*Brief*: Reproduce the data below word for word, covering the stretch from its first line through the line that contains "pixel 290 171" and nothing beyond.

*Records*:
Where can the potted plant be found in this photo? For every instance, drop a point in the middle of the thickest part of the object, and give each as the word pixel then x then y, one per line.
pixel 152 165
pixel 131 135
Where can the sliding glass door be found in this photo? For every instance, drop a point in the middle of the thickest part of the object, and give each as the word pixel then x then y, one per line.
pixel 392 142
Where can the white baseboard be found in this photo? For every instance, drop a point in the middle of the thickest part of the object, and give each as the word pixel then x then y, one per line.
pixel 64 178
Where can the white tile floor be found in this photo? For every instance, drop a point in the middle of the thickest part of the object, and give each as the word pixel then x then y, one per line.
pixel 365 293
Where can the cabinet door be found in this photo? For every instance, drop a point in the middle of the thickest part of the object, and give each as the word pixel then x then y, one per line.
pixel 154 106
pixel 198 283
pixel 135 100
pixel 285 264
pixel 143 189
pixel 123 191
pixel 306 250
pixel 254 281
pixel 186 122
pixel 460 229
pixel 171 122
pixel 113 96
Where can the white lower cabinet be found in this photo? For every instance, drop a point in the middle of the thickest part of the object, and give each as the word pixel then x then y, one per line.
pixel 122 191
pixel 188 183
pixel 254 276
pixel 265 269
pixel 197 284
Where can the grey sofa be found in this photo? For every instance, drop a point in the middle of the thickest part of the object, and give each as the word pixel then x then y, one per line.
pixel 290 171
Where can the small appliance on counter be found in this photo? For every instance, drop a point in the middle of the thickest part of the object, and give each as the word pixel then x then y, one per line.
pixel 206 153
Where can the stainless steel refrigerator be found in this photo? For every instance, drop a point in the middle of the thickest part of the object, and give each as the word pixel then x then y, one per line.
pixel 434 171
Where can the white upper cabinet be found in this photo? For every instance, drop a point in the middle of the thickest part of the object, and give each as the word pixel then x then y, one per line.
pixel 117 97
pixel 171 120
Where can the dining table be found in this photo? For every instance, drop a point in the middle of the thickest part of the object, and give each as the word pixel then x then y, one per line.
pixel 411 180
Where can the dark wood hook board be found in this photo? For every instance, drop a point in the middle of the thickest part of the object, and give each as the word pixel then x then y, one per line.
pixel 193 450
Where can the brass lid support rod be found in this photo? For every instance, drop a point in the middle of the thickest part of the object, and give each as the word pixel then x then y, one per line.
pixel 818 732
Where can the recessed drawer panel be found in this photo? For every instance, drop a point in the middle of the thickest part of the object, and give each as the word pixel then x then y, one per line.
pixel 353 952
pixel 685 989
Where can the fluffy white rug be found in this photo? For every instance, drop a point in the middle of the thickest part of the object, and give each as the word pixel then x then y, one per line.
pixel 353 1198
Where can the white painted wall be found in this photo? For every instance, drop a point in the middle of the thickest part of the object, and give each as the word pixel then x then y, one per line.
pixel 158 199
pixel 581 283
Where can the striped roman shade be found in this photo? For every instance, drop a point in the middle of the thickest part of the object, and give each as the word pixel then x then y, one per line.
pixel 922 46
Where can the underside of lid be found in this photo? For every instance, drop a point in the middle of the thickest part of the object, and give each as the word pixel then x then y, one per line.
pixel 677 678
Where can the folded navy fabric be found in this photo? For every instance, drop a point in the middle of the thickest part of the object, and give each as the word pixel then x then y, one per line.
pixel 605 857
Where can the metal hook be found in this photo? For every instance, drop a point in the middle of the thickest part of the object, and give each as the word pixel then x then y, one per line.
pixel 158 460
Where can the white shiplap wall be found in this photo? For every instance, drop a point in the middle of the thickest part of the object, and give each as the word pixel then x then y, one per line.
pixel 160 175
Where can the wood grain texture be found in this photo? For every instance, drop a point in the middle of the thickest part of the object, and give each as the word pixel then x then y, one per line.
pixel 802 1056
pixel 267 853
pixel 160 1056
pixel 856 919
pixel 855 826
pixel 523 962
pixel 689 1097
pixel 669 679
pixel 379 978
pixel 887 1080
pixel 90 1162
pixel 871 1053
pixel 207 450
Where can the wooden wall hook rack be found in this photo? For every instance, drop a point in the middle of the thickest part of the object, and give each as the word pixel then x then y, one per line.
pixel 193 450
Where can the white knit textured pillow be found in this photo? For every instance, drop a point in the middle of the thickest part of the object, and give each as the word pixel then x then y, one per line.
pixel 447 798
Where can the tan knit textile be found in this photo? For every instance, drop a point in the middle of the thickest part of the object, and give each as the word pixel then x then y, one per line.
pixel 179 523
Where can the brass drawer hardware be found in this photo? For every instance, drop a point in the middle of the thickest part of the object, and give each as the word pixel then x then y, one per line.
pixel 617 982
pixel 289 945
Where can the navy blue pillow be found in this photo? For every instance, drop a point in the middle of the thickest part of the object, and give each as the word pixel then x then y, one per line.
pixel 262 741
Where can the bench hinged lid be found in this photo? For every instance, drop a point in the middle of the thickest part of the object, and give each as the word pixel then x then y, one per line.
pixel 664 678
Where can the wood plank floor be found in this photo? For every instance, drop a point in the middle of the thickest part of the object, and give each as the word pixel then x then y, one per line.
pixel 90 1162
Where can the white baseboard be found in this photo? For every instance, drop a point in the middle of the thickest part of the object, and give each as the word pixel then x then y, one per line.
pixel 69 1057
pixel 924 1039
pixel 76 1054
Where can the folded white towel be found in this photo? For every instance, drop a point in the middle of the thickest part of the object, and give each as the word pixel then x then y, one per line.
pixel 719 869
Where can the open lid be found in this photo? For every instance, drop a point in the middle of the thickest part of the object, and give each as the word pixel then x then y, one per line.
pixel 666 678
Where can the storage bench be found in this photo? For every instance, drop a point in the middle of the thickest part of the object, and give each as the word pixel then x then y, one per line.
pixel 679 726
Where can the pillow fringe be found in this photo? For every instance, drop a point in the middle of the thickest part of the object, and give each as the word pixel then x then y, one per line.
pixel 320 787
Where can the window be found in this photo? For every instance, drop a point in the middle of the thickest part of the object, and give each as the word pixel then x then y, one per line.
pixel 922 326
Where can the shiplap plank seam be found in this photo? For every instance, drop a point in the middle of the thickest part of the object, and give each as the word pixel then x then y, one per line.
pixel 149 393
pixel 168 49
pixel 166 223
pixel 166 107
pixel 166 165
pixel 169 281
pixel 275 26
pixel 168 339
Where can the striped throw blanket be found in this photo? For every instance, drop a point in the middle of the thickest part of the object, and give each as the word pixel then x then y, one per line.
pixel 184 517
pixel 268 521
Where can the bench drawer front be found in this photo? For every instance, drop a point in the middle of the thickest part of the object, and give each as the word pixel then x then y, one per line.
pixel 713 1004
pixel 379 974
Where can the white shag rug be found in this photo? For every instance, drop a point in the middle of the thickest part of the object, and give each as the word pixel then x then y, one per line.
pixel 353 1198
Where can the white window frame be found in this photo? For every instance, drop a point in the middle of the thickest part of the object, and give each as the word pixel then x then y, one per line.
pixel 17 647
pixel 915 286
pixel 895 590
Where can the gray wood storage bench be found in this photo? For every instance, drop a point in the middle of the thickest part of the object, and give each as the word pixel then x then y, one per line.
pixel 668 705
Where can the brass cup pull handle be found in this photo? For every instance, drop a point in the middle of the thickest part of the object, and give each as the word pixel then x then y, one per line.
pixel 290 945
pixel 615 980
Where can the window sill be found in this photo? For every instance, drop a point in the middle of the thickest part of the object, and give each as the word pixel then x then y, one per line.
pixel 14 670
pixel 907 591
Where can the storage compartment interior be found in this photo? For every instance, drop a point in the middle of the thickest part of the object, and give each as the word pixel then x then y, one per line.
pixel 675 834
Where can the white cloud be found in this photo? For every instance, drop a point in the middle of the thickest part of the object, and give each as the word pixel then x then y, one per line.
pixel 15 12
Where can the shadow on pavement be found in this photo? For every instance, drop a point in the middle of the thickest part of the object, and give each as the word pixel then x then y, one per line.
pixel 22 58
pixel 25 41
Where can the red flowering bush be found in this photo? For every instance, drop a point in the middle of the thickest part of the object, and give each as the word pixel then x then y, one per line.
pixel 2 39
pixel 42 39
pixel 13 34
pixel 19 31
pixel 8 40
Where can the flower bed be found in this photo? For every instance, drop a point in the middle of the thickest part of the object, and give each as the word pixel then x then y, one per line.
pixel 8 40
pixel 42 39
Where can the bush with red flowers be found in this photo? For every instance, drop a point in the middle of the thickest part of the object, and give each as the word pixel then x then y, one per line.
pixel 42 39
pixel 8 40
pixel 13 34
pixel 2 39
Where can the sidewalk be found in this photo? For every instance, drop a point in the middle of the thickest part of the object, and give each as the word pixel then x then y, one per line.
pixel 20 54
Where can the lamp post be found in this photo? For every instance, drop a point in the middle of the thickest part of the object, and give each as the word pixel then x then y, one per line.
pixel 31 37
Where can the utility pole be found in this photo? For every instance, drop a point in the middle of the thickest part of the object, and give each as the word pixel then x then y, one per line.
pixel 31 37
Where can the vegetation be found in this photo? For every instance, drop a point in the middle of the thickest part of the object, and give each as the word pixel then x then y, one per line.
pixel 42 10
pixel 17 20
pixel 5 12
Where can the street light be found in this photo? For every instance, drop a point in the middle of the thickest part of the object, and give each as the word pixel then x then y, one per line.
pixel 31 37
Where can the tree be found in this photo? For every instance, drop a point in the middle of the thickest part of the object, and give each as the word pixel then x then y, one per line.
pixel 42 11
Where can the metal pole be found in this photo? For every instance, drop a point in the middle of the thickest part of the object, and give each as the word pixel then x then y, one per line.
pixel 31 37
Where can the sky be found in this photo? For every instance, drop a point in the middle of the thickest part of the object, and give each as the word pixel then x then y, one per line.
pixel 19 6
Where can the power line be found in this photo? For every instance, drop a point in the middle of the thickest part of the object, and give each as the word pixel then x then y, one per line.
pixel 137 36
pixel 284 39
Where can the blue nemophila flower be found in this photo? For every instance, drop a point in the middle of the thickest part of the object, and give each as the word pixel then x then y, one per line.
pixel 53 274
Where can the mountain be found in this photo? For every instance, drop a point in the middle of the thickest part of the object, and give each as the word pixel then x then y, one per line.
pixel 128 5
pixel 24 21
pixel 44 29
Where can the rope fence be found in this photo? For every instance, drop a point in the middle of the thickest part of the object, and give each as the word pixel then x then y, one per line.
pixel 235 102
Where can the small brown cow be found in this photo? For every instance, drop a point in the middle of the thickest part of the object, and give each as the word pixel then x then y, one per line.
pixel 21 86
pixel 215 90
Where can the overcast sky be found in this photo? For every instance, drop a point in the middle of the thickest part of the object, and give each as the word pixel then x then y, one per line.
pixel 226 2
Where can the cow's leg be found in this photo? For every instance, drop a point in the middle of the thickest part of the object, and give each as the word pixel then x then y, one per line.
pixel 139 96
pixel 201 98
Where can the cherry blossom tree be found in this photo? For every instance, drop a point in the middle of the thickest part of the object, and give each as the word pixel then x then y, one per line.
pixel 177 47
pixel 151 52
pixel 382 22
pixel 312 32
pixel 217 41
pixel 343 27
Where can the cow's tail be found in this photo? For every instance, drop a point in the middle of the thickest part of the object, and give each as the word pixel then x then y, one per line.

*Answer to this exercise*:
Where can the potted plant be found in this photo? For every instance, drop a point in the middle of the thickest part of the object, and give each as the word pixel then x then y, one per line.
pixel 152 165
pixel 131 135
Where can the sliding glass door be found in this photo? For every instance, drop a point in the middle of the thickest part of the object, and give each as the word pixel then x then y, one per line.
pixel 392 142
Where can the white baseboard be found in this photo? For every instance, drop a point in the middle of the thickest part of the object, and give each as the word pixel then x then y, one per line.
pixel 64 178
Where can the white tile floor be found in this photo? For every instance, drop a point in the middle of the thickest part of the object, and give each as the word pixel then x then y, one per line.
pixel 365 293
Where can the cabinet door be found in this photo? For every instance, drop a point in the middle of the thickest part of the object, and give each as the word pixel then x then y, one per line.
pixel 154 106
pixel 198 283
pixel 135 100
pixel 285 264
pixel 143 189
pixel 123 191
pixel 306 250
pixel 254 281
pixel 186 122
pixel 460 229
pixel 171 122
pixel 113 96
Where can the white lower cabinet be found in this photo? For every instance, drop a point in the middle of the thickest part of the object, and give each as the word pixel then x then y, one per line.
pixel 122 191
pixel 188 183
pixel 254 276
pixel 265 269
pixel 197 284
Where can the grey sofa be found in this photo? For every instance, drop a point in the middle of the thickest part of the object, and give each as the word pixel then x then y, one per line.
pixel 290 171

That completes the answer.